Saved data entries:
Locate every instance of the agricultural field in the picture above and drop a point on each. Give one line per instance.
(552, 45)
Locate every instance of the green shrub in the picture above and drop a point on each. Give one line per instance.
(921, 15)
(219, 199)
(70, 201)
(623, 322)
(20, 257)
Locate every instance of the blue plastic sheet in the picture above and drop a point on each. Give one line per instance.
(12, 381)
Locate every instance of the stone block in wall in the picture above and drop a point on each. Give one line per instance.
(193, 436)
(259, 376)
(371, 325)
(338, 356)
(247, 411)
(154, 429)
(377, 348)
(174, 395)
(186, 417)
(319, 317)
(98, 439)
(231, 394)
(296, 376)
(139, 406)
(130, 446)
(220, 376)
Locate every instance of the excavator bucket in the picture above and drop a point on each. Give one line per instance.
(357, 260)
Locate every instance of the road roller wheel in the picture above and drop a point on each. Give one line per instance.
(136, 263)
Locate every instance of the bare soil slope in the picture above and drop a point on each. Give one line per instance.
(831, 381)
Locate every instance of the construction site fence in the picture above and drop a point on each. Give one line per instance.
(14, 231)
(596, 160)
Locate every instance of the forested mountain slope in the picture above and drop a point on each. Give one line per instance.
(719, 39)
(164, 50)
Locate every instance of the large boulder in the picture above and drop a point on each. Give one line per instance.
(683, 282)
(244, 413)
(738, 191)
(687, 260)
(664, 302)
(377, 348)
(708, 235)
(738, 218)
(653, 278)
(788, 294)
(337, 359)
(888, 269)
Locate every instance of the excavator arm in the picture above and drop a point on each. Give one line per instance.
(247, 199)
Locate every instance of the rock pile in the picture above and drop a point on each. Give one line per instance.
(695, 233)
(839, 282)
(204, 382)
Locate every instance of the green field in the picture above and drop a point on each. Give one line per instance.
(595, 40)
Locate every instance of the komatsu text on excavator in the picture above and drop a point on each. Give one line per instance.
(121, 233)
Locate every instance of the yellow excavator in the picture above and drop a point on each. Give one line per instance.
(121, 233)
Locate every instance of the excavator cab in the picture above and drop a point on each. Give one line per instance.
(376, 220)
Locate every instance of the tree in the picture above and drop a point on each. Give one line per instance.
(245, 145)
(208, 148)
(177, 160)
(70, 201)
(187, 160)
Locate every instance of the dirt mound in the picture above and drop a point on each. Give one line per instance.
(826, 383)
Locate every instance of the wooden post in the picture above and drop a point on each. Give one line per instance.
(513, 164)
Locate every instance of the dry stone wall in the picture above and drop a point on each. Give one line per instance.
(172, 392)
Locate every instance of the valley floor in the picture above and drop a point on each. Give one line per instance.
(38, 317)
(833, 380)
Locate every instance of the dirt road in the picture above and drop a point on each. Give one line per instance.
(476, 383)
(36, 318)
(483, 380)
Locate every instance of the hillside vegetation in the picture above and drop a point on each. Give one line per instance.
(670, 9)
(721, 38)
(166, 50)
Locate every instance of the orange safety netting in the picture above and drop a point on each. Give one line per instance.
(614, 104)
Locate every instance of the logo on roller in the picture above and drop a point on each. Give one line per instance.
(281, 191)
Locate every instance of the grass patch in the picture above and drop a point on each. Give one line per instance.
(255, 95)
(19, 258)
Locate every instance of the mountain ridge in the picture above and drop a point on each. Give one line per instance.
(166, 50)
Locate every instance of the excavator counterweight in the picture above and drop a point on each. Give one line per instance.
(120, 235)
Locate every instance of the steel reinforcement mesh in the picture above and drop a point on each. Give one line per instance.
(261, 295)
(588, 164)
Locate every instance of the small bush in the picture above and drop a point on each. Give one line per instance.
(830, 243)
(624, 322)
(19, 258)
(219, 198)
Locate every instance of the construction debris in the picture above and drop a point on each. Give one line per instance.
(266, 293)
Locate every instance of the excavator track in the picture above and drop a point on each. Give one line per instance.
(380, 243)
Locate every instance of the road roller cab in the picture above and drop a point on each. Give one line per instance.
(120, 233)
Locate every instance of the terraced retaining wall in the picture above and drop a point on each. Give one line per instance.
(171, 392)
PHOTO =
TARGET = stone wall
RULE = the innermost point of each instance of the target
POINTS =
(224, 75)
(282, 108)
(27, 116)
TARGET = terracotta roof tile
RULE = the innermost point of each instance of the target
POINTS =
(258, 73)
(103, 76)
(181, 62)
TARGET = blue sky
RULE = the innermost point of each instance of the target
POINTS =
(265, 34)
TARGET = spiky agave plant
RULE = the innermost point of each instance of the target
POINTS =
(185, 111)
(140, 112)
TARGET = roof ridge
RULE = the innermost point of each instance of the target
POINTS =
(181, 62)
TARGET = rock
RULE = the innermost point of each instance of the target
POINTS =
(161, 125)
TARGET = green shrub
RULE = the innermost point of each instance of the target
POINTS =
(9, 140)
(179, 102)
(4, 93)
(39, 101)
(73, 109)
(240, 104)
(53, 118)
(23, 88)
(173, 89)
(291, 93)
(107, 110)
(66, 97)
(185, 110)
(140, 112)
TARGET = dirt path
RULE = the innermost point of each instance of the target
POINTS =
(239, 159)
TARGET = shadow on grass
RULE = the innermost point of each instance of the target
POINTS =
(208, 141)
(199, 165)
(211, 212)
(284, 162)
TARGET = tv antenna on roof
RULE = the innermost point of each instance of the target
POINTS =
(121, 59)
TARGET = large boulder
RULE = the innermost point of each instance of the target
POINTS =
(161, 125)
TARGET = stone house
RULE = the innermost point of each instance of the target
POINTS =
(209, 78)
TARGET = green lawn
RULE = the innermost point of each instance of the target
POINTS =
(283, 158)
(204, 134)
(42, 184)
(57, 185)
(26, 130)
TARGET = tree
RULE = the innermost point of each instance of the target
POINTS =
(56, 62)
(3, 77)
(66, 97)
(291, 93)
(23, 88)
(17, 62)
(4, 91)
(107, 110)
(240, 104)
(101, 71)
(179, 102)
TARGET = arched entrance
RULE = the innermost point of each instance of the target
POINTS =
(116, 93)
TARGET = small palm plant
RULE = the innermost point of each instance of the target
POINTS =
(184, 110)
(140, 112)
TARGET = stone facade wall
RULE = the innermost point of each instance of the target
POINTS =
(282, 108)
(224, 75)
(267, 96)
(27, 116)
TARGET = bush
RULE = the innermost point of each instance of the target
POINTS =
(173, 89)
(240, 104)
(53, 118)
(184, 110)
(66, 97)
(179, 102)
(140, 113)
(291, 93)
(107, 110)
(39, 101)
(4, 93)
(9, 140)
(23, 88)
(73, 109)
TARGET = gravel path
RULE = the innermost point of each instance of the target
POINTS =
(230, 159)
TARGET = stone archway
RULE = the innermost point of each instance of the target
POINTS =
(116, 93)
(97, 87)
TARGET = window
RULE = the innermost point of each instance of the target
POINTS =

▶ Your instructions
If a line in the data above contains "plant", return that line.

▶ Answer space
TARGET = spiky agave plant
TARGET = small palm plant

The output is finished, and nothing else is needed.